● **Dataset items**
□ □ □ □

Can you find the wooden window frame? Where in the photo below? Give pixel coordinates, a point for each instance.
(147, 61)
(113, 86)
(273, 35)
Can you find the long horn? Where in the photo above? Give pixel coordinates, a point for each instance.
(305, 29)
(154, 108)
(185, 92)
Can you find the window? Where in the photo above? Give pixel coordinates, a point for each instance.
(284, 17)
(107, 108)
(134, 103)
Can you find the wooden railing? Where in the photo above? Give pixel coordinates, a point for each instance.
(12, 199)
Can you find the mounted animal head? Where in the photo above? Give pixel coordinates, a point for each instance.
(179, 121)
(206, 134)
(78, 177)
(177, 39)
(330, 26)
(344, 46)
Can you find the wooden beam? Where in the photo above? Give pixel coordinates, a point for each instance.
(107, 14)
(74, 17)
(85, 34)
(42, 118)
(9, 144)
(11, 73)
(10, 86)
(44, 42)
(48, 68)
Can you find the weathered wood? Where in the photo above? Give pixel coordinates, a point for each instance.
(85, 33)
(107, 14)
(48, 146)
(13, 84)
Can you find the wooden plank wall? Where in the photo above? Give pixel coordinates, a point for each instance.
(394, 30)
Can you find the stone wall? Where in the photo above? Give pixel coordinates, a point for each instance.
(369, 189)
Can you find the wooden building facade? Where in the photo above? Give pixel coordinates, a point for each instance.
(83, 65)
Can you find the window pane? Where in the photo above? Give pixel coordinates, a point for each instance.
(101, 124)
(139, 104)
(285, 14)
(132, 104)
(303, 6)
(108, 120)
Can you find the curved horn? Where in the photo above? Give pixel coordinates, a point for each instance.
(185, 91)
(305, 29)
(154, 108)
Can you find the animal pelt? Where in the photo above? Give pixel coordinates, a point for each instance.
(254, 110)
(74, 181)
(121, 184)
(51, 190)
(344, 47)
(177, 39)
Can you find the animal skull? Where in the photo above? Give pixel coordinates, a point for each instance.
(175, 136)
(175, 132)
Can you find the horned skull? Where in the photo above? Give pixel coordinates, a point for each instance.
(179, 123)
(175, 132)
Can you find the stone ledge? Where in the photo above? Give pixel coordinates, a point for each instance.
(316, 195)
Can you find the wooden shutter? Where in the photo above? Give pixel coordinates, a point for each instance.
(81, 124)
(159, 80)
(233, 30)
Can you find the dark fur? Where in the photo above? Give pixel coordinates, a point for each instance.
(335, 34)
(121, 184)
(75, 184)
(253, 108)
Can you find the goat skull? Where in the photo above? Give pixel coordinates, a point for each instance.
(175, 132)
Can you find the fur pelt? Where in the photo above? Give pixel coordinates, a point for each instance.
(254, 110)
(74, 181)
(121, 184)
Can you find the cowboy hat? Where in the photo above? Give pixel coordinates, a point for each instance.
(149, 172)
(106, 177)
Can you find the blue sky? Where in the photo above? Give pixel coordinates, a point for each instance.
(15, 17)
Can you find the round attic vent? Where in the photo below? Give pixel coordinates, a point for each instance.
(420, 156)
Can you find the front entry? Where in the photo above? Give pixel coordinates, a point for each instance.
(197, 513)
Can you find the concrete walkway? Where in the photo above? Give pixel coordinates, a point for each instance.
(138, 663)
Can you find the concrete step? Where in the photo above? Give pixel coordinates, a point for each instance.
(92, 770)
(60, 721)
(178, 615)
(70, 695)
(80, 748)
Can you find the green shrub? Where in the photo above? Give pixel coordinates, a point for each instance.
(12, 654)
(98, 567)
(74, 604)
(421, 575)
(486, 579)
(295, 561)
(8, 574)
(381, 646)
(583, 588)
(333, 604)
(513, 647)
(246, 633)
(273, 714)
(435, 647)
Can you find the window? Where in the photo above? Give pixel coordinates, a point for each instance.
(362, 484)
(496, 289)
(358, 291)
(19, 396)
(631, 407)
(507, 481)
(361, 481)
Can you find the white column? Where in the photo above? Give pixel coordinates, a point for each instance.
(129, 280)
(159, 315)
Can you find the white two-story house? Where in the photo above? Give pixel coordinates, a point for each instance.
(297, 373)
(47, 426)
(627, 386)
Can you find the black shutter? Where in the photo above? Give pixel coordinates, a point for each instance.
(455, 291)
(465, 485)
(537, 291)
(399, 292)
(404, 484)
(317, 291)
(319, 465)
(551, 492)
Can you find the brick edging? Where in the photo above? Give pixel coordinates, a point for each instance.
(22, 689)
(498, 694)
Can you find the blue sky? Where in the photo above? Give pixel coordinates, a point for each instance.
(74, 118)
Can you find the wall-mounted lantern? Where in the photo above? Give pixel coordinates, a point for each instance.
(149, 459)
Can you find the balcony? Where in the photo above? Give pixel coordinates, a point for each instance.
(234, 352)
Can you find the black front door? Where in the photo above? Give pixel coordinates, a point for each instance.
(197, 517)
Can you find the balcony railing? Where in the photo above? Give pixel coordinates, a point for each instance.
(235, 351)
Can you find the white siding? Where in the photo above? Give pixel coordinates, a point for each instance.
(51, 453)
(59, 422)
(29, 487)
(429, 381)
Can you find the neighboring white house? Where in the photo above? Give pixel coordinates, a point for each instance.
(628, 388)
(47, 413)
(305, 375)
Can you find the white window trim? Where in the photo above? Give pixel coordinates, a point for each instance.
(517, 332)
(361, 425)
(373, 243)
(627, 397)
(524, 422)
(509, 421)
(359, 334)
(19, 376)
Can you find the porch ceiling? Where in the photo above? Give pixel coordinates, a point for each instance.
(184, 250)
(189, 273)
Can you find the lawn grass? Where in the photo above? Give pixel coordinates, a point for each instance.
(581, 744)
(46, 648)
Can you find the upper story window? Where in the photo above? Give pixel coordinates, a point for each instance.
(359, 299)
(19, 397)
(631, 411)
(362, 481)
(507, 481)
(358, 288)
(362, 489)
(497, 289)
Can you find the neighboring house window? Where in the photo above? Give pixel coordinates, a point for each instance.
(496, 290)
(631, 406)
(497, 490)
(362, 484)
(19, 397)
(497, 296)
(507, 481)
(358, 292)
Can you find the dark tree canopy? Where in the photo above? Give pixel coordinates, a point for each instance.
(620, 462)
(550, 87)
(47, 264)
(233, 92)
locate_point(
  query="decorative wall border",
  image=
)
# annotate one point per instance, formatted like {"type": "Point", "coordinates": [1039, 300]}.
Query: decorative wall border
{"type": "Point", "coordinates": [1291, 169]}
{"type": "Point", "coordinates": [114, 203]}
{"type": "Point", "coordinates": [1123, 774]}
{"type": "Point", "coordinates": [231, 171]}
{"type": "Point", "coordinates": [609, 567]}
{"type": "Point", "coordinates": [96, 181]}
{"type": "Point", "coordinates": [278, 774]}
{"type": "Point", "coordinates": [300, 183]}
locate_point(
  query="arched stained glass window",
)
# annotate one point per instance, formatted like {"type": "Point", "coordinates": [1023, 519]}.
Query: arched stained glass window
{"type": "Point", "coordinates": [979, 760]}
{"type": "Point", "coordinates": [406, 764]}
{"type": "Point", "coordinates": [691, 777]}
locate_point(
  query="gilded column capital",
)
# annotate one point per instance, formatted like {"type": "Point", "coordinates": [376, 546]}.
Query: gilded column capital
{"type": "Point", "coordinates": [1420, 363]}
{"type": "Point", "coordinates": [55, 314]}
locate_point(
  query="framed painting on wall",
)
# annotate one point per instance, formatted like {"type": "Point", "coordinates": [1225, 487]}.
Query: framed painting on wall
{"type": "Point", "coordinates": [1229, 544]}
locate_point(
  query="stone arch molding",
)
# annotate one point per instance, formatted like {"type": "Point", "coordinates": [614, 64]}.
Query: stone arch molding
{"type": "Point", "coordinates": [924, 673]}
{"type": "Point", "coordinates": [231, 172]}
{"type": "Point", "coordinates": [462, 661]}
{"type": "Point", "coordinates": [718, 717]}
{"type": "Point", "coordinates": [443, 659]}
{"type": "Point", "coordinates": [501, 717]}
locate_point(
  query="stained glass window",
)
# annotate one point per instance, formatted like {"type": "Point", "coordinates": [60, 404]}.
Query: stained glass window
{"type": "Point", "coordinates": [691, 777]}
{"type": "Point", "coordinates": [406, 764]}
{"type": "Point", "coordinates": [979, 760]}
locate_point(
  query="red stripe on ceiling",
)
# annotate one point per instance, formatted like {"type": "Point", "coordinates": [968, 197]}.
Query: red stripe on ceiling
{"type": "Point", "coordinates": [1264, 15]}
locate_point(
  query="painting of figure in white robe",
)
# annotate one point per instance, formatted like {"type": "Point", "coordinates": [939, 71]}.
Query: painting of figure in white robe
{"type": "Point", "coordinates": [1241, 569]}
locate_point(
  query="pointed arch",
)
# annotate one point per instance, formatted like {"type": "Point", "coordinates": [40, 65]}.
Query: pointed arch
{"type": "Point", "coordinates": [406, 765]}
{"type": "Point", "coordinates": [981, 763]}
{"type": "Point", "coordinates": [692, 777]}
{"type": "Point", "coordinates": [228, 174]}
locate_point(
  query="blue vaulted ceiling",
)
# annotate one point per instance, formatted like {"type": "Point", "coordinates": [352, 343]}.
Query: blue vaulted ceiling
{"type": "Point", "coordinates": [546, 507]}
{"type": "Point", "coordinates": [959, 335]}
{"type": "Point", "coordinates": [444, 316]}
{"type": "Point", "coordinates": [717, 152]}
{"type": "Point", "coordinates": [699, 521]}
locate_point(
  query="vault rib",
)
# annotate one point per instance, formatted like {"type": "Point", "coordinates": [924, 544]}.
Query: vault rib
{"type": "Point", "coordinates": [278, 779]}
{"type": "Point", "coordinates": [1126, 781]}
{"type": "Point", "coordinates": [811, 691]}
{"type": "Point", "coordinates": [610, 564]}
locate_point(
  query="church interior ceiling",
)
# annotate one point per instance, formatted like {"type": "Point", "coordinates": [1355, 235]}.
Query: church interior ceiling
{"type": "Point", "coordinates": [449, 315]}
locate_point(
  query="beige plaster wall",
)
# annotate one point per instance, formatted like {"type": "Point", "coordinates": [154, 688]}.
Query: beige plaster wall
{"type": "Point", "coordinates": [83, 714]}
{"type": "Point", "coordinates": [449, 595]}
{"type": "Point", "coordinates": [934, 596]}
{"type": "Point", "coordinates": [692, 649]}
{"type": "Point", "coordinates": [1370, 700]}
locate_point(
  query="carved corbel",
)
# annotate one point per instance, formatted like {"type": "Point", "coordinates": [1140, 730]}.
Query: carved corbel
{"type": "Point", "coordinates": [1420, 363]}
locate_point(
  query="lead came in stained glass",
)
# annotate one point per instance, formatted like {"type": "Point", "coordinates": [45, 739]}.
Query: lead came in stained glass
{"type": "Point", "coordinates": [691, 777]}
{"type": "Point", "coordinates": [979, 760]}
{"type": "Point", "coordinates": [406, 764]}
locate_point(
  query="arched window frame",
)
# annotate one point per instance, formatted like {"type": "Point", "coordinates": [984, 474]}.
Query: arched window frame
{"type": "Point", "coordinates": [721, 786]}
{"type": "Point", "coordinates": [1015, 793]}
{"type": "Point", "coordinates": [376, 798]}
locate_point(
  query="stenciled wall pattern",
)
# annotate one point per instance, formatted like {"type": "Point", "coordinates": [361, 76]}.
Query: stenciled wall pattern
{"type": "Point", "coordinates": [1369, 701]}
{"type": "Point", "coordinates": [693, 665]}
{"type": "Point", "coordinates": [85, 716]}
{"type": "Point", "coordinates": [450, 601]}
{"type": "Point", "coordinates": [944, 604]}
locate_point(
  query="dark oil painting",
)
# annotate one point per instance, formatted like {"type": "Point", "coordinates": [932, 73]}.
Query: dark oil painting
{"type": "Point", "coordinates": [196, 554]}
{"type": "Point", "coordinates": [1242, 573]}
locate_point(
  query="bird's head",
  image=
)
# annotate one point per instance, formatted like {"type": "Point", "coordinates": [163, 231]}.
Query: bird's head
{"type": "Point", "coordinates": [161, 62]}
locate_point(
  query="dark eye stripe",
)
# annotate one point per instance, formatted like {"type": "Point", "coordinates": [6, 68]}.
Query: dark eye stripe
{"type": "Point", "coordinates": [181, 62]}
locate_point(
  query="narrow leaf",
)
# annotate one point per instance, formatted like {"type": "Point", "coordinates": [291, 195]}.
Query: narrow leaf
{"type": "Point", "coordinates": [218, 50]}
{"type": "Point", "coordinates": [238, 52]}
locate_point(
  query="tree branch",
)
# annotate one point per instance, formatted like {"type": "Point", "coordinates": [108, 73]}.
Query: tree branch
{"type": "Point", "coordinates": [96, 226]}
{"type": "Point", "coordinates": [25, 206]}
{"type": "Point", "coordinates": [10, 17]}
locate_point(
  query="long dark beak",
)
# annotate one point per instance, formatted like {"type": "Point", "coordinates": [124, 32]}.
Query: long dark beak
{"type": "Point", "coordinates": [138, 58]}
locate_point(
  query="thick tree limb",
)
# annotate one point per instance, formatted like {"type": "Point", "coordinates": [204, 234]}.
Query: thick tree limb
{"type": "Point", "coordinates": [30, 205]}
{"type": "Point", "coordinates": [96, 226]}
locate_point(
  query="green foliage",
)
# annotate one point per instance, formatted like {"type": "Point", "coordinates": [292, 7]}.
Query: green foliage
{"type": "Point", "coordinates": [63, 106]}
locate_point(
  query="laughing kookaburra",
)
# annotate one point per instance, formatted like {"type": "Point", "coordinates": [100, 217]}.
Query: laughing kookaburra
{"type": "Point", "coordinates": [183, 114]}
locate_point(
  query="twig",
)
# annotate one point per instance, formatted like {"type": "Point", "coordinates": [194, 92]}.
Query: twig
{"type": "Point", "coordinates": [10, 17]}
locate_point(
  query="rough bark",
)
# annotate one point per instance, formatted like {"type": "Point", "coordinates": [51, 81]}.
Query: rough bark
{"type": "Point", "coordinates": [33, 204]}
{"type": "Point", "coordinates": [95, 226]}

□ □ □ □

● **Directions**
Look above for the line containing "Query: twig". Return it and each line after it exactly, through the last line, and nothing more.

● **Answer for the task**
Query: twig
{"type": "Point", "coordinates": [10, 17]}
locate_point(
  query="rough bark",
)
# annotate one point per instance, formatted like {"type": "Point", "coordinates": [51, 81]}.
Query: rough bark
{"type": "Point", "coordinates": [33, 204]}
{"type": "Point", "coordinates": [95, 226]}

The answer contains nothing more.